▸ **Supplied records**
----------
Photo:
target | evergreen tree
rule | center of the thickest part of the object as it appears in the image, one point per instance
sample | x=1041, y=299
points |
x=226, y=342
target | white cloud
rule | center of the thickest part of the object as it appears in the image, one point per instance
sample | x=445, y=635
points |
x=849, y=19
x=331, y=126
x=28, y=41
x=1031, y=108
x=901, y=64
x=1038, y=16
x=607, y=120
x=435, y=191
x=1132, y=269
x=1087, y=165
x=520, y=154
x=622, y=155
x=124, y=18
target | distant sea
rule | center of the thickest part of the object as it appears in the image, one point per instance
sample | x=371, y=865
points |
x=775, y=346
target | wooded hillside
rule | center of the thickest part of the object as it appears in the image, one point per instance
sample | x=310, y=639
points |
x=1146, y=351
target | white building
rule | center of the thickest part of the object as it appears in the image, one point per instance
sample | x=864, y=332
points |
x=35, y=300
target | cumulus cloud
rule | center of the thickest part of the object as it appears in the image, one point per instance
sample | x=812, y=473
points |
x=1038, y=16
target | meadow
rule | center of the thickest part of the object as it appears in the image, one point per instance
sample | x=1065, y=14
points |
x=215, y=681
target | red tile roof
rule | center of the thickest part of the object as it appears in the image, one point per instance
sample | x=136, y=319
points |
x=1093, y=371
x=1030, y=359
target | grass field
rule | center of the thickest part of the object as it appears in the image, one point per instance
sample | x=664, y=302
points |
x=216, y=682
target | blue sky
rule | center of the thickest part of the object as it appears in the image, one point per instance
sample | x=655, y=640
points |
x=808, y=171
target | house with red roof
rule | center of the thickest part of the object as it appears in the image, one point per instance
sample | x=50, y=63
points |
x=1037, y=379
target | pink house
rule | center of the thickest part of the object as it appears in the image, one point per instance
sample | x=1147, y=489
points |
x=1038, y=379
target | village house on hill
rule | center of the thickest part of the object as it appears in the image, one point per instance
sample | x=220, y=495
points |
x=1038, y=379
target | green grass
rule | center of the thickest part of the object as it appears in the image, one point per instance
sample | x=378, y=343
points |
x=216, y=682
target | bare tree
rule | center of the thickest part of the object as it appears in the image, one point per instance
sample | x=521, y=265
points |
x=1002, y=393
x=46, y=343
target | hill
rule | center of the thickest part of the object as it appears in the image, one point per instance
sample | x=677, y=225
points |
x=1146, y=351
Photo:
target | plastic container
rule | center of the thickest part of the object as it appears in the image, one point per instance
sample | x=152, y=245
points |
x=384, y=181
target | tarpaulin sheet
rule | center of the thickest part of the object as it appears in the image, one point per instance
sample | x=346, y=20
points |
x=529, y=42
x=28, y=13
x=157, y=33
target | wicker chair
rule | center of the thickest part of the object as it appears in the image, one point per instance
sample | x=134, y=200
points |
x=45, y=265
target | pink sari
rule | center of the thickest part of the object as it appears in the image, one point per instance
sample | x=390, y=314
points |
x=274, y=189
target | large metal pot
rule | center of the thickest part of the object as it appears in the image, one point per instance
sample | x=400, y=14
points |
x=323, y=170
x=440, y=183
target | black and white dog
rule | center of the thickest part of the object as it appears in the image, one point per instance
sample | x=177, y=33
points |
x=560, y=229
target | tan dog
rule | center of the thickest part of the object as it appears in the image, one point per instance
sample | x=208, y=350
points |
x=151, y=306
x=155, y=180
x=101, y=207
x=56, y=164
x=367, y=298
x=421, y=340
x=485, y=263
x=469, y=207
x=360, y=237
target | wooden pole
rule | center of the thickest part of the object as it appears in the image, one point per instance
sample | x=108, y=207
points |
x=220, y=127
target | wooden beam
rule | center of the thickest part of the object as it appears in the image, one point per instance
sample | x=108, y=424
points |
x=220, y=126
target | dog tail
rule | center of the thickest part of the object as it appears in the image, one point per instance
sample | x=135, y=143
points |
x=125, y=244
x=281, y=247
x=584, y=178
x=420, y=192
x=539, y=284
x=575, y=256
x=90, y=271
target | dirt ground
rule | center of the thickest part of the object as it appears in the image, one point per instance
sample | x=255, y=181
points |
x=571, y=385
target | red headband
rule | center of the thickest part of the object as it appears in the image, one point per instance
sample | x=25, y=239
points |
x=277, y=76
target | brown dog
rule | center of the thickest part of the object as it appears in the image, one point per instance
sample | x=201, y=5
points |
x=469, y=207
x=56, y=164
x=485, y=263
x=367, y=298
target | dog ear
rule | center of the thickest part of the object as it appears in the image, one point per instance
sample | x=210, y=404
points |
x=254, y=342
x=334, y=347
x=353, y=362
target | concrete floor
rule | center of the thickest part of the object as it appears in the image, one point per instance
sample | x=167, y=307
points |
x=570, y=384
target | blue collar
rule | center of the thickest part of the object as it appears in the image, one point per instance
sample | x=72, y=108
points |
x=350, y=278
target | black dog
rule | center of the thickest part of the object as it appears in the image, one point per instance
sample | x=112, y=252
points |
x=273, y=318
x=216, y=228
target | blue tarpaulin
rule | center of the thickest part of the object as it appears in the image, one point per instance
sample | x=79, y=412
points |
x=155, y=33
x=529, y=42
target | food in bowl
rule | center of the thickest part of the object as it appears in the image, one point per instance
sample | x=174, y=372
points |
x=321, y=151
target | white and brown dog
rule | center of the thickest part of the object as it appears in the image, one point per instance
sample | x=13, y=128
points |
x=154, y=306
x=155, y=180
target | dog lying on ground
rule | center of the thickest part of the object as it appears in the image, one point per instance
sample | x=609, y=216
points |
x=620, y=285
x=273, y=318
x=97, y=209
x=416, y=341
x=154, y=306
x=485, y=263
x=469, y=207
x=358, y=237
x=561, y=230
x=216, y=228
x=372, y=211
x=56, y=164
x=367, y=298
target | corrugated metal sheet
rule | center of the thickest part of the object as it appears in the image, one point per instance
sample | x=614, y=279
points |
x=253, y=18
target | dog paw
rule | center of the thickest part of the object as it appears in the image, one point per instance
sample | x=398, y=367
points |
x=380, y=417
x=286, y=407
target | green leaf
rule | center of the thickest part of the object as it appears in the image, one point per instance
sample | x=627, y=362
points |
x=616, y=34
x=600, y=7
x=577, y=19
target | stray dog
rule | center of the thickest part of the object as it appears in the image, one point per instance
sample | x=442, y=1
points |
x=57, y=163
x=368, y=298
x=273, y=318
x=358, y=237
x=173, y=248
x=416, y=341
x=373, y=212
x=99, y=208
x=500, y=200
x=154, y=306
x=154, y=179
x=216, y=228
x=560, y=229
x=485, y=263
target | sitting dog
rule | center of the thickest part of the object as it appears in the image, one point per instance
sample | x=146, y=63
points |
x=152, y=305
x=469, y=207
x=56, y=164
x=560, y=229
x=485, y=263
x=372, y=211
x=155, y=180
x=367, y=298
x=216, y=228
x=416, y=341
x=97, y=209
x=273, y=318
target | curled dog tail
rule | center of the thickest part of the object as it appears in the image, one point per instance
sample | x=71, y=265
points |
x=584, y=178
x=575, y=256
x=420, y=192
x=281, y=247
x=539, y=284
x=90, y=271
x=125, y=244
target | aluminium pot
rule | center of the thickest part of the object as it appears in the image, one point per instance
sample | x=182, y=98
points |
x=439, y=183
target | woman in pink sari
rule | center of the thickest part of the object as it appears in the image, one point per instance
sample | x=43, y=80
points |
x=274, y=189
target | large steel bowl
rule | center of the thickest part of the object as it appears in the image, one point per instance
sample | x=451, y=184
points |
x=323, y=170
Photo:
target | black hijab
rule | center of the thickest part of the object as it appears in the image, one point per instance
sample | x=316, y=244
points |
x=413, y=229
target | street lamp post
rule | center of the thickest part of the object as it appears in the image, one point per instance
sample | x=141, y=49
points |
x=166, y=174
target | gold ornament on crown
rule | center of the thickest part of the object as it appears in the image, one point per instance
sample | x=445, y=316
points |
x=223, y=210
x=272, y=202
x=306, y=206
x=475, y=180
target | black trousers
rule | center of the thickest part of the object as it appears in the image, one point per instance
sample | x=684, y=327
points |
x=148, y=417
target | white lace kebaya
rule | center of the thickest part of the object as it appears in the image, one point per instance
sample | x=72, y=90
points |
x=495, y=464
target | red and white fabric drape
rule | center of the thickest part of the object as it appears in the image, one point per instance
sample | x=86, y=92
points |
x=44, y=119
----------
▸ **What to do**
Start at the first line of the material. Reproduce every line exactly, ending with the line that holds "sample | x=864, y=332".

▸ **Task response**
Photo:
target | evergreen tree
rule | center of the thickest part of the object as it appears in the image, one point per instance
sample | x=1041, y=299
points |
x=226, y=342
target | white cloud
rule | center of the thickest part of the object as it appears in the image, one point per instance
sample | x=445, y=635
points |
x=849, y=19
x=331, y=126
x=28, y=41
x=1031, y=108
x=901, y=64
x=1038, y=16
x=607, y=120
x=435, y=191
x=1132, y=269
x=1087, y=165
x=520, y=154
x=622, y=155
x=124, y=18
target | distant sea
rule | center of the thickest part of the object as it appears in the image, one point per instance
sample | x=371, y=865
points |
x=775, y=346
target | wooded hillside
rule | center of the thickest part of the object as it appears in the image, one point per instance
sample | x=310, y=639
points |
x=1146, y=351
target | white building
rule | center of the thickest part of the object as it appears in the image, one point per instance
sample | x=864, y=332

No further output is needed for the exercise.